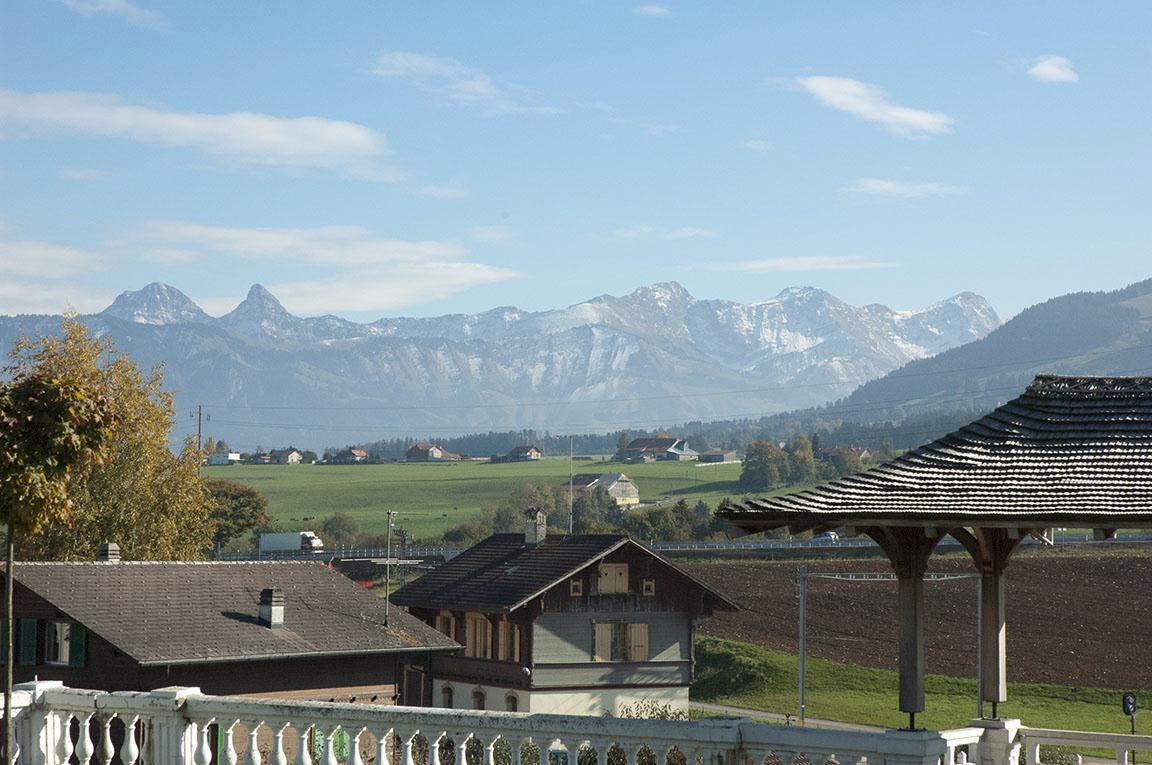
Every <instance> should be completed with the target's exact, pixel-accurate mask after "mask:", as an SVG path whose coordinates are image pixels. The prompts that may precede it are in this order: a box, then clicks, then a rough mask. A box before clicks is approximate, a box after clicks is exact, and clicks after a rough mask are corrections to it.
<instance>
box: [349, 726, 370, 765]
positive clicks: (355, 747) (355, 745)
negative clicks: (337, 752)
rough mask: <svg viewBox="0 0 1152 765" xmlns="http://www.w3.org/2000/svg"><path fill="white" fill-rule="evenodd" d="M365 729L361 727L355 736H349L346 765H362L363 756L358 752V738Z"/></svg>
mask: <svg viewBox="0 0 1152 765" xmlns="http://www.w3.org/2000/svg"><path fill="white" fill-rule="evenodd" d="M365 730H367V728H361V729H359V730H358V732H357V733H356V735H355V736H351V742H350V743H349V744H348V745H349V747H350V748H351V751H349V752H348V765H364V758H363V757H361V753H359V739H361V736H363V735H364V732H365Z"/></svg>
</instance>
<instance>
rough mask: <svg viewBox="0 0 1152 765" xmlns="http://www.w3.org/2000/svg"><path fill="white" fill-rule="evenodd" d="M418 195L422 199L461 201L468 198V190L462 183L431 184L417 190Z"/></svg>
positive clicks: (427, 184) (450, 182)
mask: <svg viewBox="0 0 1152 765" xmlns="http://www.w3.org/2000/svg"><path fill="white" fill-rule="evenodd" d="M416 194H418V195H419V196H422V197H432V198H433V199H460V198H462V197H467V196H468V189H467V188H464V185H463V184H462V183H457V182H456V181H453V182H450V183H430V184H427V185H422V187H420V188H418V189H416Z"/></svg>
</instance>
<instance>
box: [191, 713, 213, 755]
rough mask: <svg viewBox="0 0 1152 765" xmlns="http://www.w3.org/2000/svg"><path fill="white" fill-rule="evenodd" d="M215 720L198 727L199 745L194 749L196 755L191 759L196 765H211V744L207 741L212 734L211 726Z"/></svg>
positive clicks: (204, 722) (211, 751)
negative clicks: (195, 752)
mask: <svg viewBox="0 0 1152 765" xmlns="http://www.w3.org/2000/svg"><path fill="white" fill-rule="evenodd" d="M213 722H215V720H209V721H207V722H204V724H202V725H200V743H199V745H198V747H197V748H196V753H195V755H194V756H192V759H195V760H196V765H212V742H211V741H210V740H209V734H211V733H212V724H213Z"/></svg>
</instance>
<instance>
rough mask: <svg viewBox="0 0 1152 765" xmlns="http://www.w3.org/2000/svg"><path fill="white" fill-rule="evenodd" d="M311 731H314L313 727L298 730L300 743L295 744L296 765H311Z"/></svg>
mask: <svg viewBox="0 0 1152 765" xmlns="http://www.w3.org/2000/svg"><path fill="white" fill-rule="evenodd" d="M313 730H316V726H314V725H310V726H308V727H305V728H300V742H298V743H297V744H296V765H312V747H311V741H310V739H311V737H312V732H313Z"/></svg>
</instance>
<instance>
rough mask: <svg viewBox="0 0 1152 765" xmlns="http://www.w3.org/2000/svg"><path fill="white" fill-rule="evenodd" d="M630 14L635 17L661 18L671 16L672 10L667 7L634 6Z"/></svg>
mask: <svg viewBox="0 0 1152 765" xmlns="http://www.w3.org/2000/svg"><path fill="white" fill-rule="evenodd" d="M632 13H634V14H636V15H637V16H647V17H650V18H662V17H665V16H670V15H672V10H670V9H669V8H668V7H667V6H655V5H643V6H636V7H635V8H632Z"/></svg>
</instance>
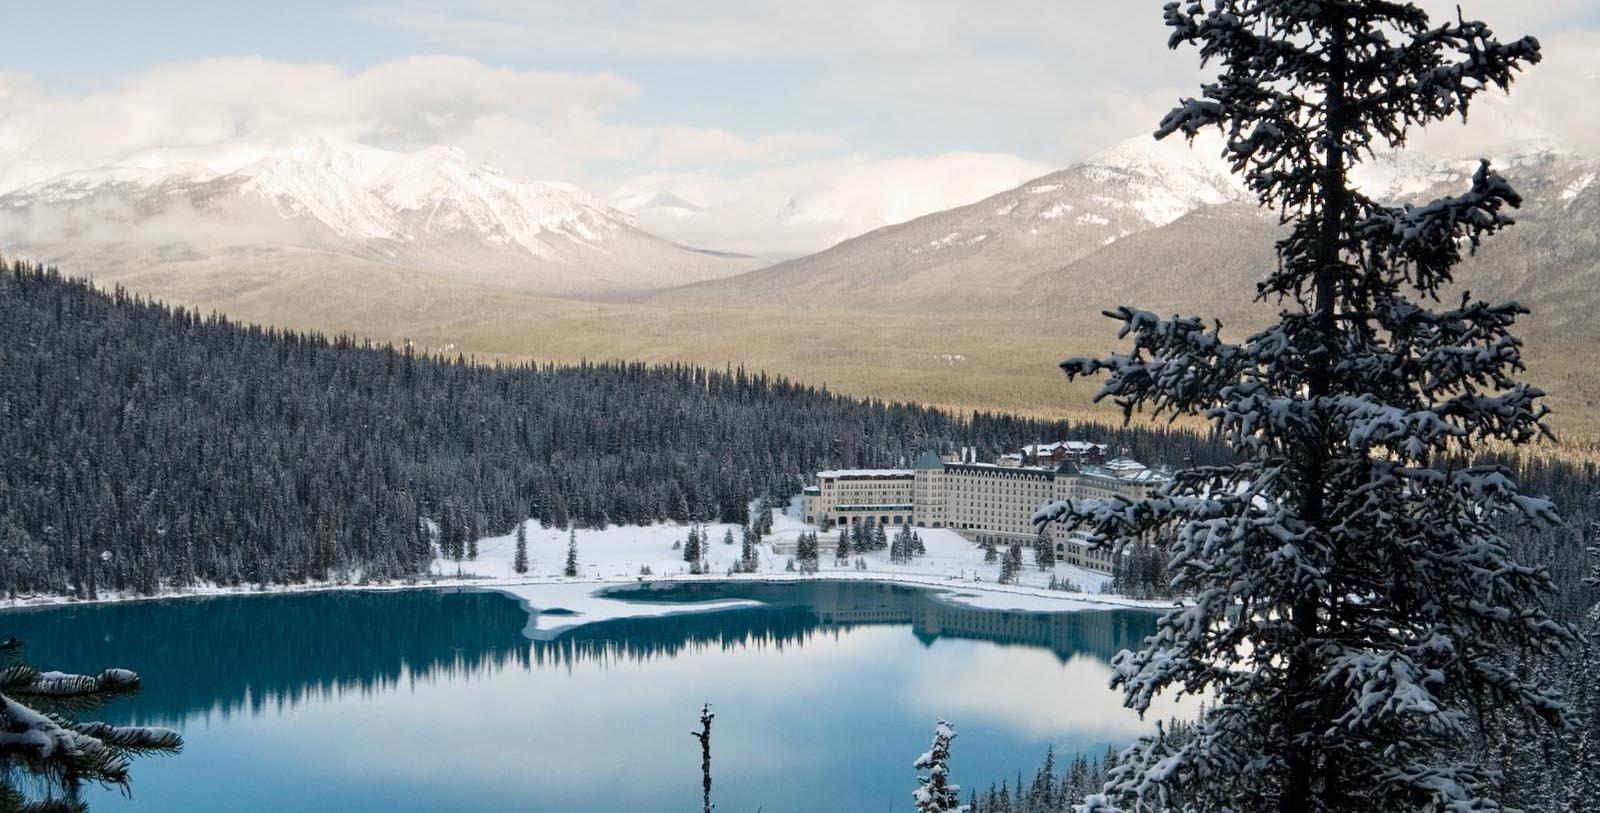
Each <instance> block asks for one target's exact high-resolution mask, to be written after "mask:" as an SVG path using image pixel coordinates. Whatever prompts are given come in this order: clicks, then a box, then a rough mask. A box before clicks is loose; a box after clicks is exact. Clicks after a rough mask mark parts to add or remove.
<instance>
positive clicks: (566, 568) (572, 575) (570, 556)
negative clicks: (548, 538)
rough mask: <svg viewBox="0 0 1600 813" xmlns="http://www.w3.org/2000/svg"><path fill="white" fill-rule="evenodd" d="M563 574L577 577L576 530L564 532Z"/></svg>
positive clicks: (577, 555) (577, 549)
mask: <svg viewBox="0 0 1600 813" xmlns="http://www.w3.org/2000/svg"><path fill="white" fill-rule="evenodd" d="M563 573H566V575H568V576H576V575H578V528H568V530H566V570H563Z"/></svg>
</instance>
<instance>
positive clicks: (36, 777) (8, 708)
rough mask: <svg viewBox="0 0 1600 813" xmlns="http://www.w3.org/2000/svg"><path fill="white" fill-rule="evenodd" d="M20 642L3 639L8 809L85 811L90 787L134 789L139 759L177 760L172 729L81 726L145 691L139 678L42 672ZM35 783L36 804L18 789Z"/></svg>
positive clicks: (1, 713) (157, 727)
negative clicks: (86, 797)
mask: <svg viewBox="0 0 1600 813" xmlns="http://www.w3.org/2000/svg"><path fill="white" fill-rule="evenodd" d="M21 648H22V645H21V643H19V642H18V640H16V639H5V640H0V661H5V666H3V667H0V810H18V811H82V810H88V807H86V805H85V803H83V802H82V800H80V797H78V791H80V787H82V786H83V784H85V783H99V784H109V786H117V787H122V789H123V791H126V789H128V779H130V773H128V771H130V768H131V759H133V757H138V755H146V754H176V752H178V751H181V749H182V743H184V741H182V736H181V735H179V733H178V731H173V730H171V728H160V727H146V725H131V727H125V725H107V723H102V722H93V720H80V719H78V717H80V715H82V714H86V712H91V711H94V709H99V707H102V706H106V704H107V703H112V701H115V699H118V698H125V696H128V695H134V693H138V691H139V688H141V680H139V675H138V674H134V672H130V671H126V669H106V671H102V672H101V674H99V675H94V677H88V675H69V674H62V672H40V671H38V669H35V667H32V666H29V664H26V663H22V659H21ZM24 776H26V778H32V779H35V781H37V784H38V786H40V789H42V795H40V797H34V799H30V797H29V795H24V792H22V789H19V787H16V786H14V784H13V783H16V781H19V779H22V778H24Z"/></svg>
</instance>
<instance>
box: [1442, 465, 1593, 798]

· · · · ·

Task to complete
Number the rows above from the line containing "negative clicks: (86, 797)" through the end of the rows as a list, one line per item, and drop any blank lines.

Solution to this exercise
1. negative clicks: (86, 797)
2. mask: <svg viewBox="0 0 1600 813" xmlns="http://www.w3.org/2000/svg"><path fill="white" fill-rule="evenodd" d="M21 648H22V645H21V643H19V642H18V640H16V639H5V640H0V661H5V666H3V667H0V810H18V811H82V810H88V807H86V805H85V803H83V802H82V800H80V797H78V791H80V787H82V786H83V784H85V783H99V784H109V786H117V787H122V789H123V791H126V789H128V779H130V773H128V771H130V768H131V759H133V757H138V755H146V754H176V752H178V751H181V749H182V743H184V741H182V736H181V735H179V733H178V731H173V730H171V728H160V727H146V725H131V727H125V725H107V723H102V722H93V720H80V719H78V717H80V715H82V714H86V712H91V711H94V709H99V707H102V706H106V704H107V703H112V701H115V699H118V698H125V696H128V695H134V693H138V691H139V688H141V680H139V675H138V674H134V672H130V671H126V669H106V671H102V672H101V674H99V675H94V677H88V675H69V674H62V672H40V671H38V669H35V667H32V666H29V664H26V663H22V659H21ZM24 776H26V778H32V779H35V781H37V784H38V786H40V789H42V795H40V797H34V799H30V797H29V795H24V792H22V789H19V787H16V786H14V784H13V783H16V781H19V779H22V778H24Z"/></svg>
3. </instance>
4. <instance>
5. box: [1442, 465, 1593, 798]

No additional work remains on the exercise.